╭─ DATA RECORDS
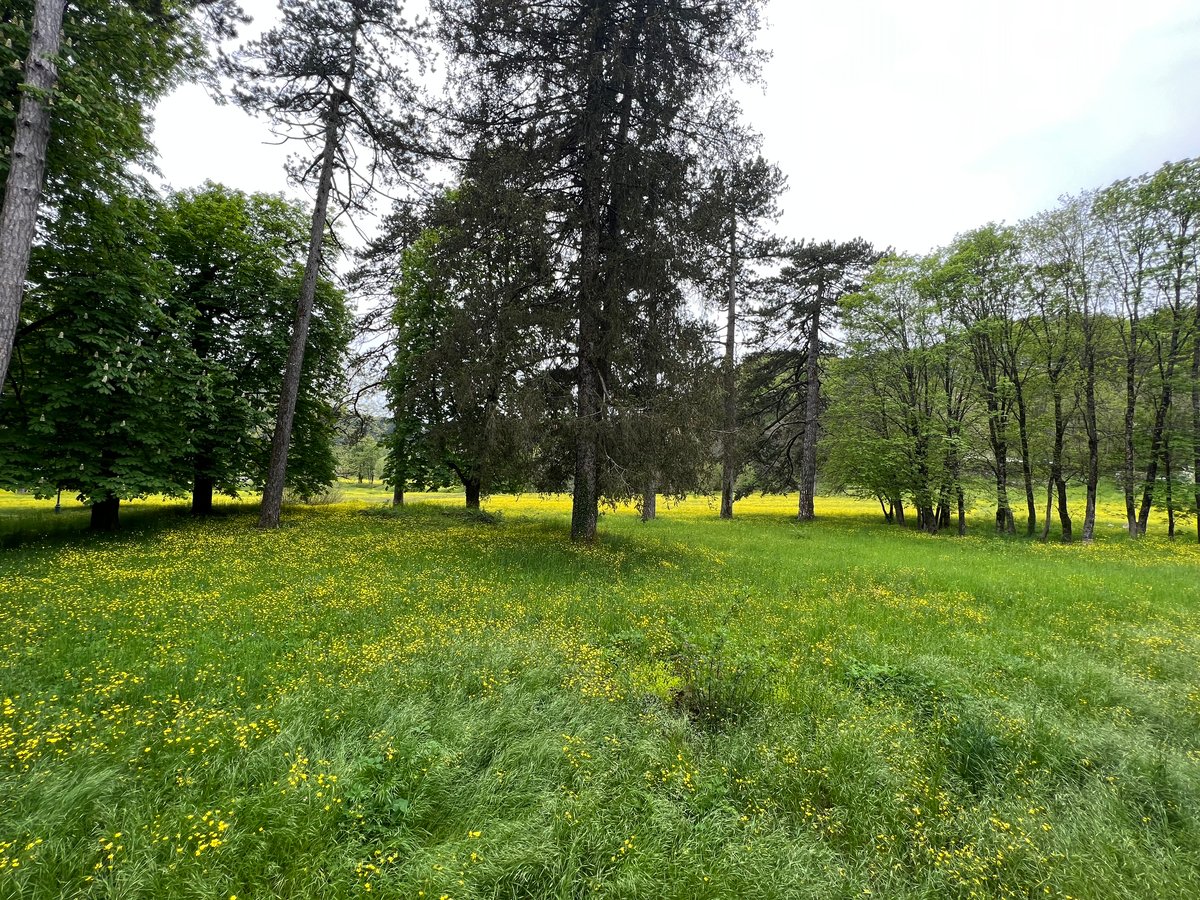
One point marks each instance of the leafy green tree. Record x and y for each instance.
(237, 261)
(336, 76)
(609, 99)
(103, 382)
(783, 377)
(477, 318)
(77, 82)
╰─
EXERCISE DESCRIPTION
Repeat every record above exactly. The pictures do not belong in the copy.

EXPECTED ANSWER
One point marks each instance of the leafy green tree. Record x and y for each instance.
(237, 261)
(336, 76)
(609, 99)
(103, 382)
(783, 377)
(477, 318)
(77, 82)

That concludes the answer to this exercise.